# START OF Quoted text
Conversely, irrationality in the face of horror has been used to justify everything from medieval pogroms to warrantless wiretaps. It is a source of new horrors all its own, and it’s precisely the thing scientists should strive to avoid. And it’s precisely the thing our own Greg Laden doesn’t avoid:
Ah, Mr. Gun-Nut Moron, it is obvious why this happened. Because your gun-loving attitude, which we presume you passed on to your child, made it happen. Why just the other day, I think I heard you saying “you can pry my guns out of my cold dead hands.” I wonder if you had to pry this gun out of the cold dead hands of your child?
Cost of a bullet: 9 cents. Cost of your son’s life: The price you pay for your politics.
I could say the same thing with equal statistical justification about the drain cleaner under your sink or the step ladder in your closet. I could say the same thing with five times the statistical justification about your swimming pool simply by raw numbers of deaths. But no one proposes banning those things because they don’t look scary.
Like drain cleaner, chain saws, cars, and almost every other dangerous product, guns have important uses. Self-defense, recreation, hunting (though clearly not with an Uzi), and protection against tyranny, among others. And this serves not to excuse the father, but to further indict him. He should no more have let the child shoot the gun than he should let the child use a chain saw. Even the most vague cursory knowledge of firearms would make it obvious that a small machine gun is in fact one of the most difficult firearms to handle due to its vicious recoil and continuous fire. Were I the district attorney, I’d prosecute the father and possibly the range supervisor for negligent homicide. There is no excuse.
Neither is there an excuse to assault a fundamental freedom because of tragedy resulting from criminal negligence. It’s precisely the same reaction that gave us every civil liberties problem Greg very justifiably loathes about the Bush administration. May we be consistent in our desire to never give up freedom for security.
Notes: Machine gun ownership is very heavily restricted in the US already. Purchase requires a very rigorous background check, licensing, fingerprints, photos, and a tremendous amount of money. Crime with illegal machine guns is very rare; crime with legally owned machine guns is essentially nonexistent. They are simply not weapons which are well suited for most crime by virtue of their size, expense, and difficulty of effective use. The gun control debate is thus mostly fought over much more mundane one-shot-per-trigger-pull pistols, and deaths due to homicide rather than accidents. [That's obviously a much more interesting subject, but not one I'm going to treat in this post or the comments. I'll save it for later. You may debate each other in the comments if you wish, but keep it rational, cited, and civil.]
By basic physics and even cursory understanding of guns, the Micro Uzi is one of the most difficult guns to handle. Small size means less mass, and correspondingly greater recoil for a given shot. The Micro Uzi itself has a greater than average rate of fire, compounding the difficulty. An 8-year-old should still be on the air rifle stage of learning about guns, and I reiterate my opinion that prosecution is in order just as I would for a father who let his kid play with a circular saw.
# END OF Quoted text
# START OF Data records
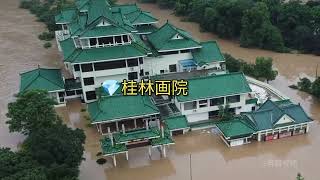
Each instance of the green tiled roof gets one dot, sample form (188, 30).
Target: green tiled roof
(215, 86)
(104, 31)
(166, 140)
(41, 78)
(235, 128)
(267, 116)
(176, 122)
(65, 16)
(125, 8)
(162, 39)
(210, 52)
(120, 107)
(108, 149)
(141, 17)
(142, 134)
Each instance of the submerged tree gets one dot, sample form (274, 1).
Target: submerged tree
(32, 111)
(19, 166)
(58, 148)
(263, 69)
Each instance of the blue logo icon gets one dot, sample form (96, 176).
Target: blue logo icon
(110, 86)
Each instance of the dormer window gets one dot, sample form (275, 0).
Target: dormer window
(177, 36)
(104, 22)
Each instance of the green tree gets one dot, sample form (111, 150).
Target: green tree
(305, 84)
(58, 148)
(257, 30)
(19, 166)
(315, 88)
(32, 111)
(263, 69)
# END OF Data records
# START OF Data records
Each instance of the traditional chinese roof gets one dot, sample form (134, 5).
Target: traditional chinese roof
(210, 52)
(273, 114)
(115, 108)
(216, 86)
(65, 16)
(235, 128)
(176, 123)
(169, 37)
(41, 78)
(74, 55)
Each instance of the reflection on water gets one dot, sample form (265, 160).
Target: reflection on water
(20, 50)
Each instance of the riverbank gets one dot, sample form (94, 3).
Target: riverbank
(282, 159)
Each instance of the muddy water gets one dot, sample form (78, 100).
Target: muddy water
# END OF Data records
Instruction> Rewrite the part of the gun-control post that opens with the words containing "I could say the same thing with equal" and closes with "don’t look scary.", replacing "step ladder" with "space heater".

Exercise result>
I could say the same thing with equal statistical justification about the drain cleaner under your sink or the space heater in your closet. I could say the same thing with five times the statistical justification about your swimming pool simply by raw numbers of deaths. But no one proposes banning those things because they don’t look scary.